### BLOC DE TEXTE
Contesté, le projet de loi Climat et résilience est en discussion à l’Assemblée pour trois semaines. Issu pour partie des propositions de la convention citoyenne pour le climat, le texte a fait l’objet de plus de 7000 amendements. Le débat promet d’être animé.

Le projet de loi « portant Lutte contre le dérèglement climatique et renforcement de la résilience face à ses effets » a entamé son examen en séance publique à l’Assemblée le 29 mars dernier. Après un passage en commission, puis devant le Conseil économique social et environnemental, le projet de loi comporte pas moins de 69 articles et six titres : se déplacer, se nourrir, se loger, consommer, produire et travailler, renforcer la protection judiciaire de l’environnement. Il est issu des 149 propositions citoyennes et vise à régir de nombreux aspects de la vie quotidienne des Français. On trouve dans ce texte des mesures touchant aussi bien à l’interdiction de certaines lignes intérieures d’avions, l’artificialisation des terres, la réglementation de la publicité, la lutte contre les passoires thermiques, le développement du vrac dans les grandes surfaces, l’instauration d’une « écotaxe » régionale… Pour la première séance publique, devant peu de députés, Barbara Pompili a défendu un texte de « bon sens ». Elle a toutefois admis que « face à l’urgence climatique, l’objectif est aussi simple que le chemin est complexe ». « La société à laquelle nous aspirons est tout sauf un monde de privations, est tout sauf un retour en arrière » a déclaré à la tribune la ministre.

### DONNÉES AFFICHÉES
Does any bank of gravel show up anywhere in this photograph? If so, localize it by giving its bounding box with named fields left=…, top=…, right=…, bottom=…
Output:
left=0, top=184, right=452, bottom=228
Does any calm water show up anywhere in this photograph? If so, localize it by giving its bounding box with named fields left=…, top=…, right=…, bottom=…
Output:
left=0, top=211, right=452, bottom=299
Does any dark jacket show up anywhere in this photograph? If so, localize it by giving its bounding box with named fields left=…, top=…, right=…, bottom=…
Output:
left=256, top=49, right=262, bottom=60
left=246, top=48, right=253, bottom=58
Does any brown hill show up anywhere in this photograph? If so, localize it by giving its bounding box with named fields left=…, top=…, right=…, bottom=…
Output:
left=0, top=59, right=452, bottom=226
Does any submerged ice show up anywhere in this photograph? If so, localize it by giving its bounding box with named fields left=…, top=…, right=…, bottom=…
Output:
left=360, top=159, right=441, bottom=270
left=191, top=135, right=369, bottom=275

...

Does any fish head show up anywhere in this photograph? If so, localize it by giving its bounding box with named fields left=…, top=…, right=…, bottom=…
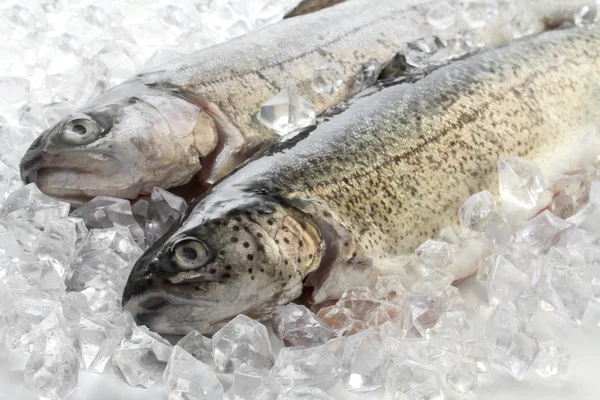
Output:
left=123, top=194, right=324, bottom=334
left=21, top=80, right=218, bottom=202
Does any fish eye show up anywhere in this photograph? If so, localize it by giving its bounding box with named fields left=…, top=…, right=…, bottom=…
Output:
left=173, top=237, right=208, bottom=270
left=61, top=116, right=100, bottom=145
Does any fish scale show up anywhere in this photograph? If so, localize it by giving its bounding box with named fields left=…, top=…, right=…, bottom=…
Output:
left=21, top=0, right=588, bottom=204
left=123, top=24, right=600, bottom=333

--

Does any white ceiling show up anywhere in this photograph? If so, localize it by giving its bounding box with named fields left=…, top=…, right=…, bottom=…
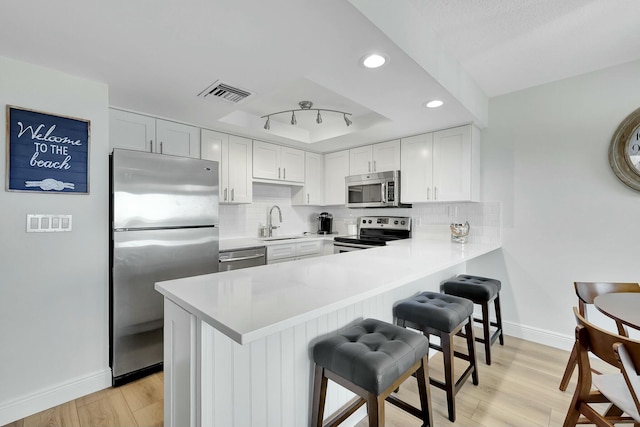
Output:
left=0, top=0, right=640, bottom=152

### CONSIGNE ÉCRITE A
Dans les enregistrements, remplacez « white ceiling » par « gray ceiling » en recopiant les lignes depuis celle qui contient « Does any white » jusqu'à celle qui contient « left=0, top=0, right=640, bottom=152 » incluse, sans autre modification. N'incluez pas les images dans la réponse.
### CONSIGNE ÉCRITE B
Prolongez le texte sur le projet de loi Climat et résilience à partir de sa dernière phrase.

### RÉPONSE ATTENDUE A
Does any gray ceiling show up anywhere in this photograph? If so, localize it by giving its bounding box with named fields left=…, top=…, right=…, bottom=…
Output:
left=0, top=0, right=640, bottom=152

### RÉPONSE ATTENDUE B
Si le gouvernement par la voix de sa ministre parle d’un texte « équilibré », les oppositions sont nombreuses et cherchent à se faire entendre. D’abord dans la rue. Le dimanche précédant le début de la discussion, de nombreuses manifestations et « Marches pour le climat »se sont tenues dans toute la France à l’appel de 650 organisations aux cris de « Pour une vraie loi climat Stop au blabla ». Les quelques 110 000 manifestants (selon les organisateurs) ont alors exhorté les parlementaires à adopter « une vraie loi climat ». En février, le Haut conseil pour le climat avait pour sa part exprimé un avis très critique parlant « d’un manque d’ambition sur la portée, le périmètre ou le calendrier » des mesures du texte, appelant le Parlement à aller plus loin si l’on voulait que notre pays puisse respecter ses objectifs climatiques.

A l’Assemblée, avec plus de 7000 amendements déposés, le débat promet d’être animé. Parmi les parlementaires, il y a ceux qui trouvent d’office que le texte est loin d’être suffisant et qui estiment que le débat est « muselé » - en commission, 25 % des 5000 amendements déposés ont été jugés irrecevables, deux fois plus qu’habituellement pour un texte de loi. Et en séance le temps est limité à 45 minutes de parole. Pour ce qui est des oppositions, les écologistes de l’Assemblée ont très vite dénigré un texte qui « en commission a perdu entre un tiers et la moitié de son ambition, qui était déjà très faible » a déploré Mathieu Orphelin (NI, Maine-et-Loire).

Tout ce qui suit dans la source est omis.